EXERCISE AIM:
Output each record below exactly. No images go in the copy.

------------------------------------

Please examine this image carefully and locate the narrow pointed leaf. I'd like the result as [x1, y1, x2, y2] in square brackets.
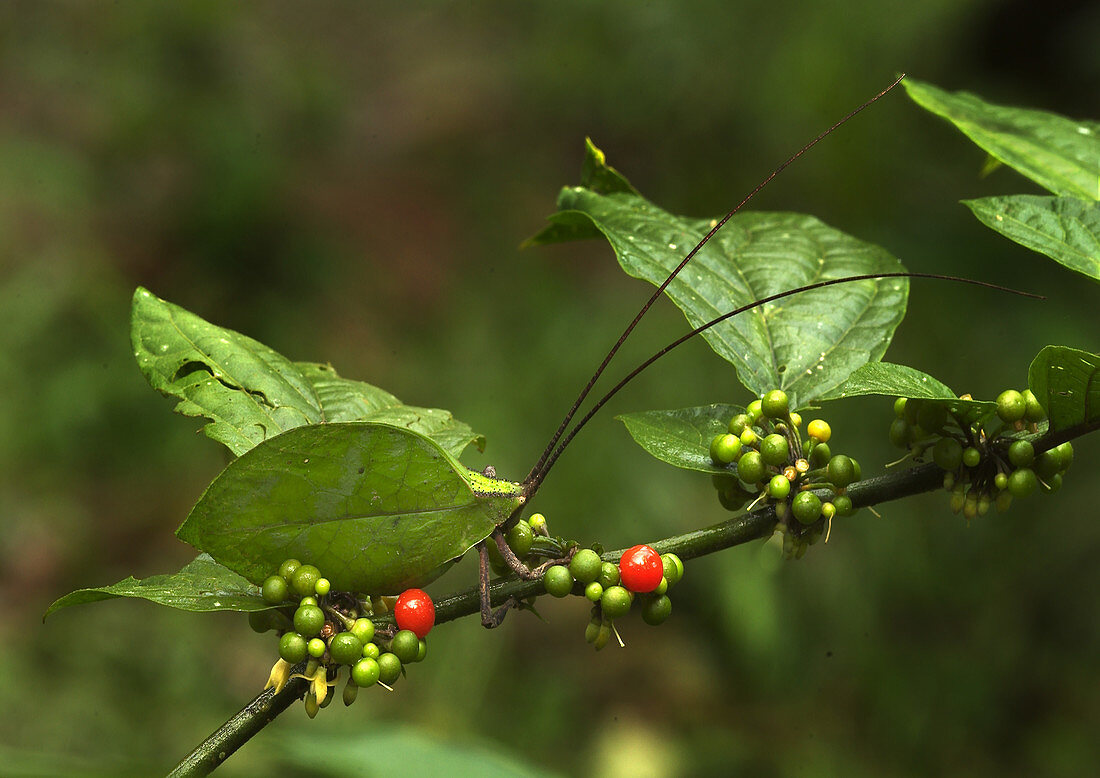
[820, 361, 994, 420]
[903, 78, 1100, 200]
[131, 287, 321, 456]
[617, 404, 746, 473]
[963, 195, 1100, 283]
[44, 554, 265, 619]
[1028, 345, 1100, 432]
[177, 422, 524, 595]
[295, 362, 485, 457]
[527, 142, 908, 408]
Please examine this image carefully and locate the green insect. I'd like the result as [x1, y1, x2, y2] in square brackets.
[159, 75, 1028, 628]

------------------------------------

EXERCISE RESPONSE:
Please examine this image carefully and locate the narrow pointed leaf. I'd like the result as [x1, y1, x2, y2] in square brackets.
[820, 361, 994, 420]
[903, 78, 1100, 200]
[131, 287, 321, 456]
[617, 404, 746, 473]
[963, 195, 1100, 283]
[44, 554, 265, 619]
[1028, 345, 1100, 432]
[177, 422, 524, 595]
[295, 362, 485, 457]
[527, 142, 908, 408]
Please examine this image carefully and locate the green insect. I'd like the result as [x1, y1, x2, y2] in square brackets.
[159, 75, 1028, 628]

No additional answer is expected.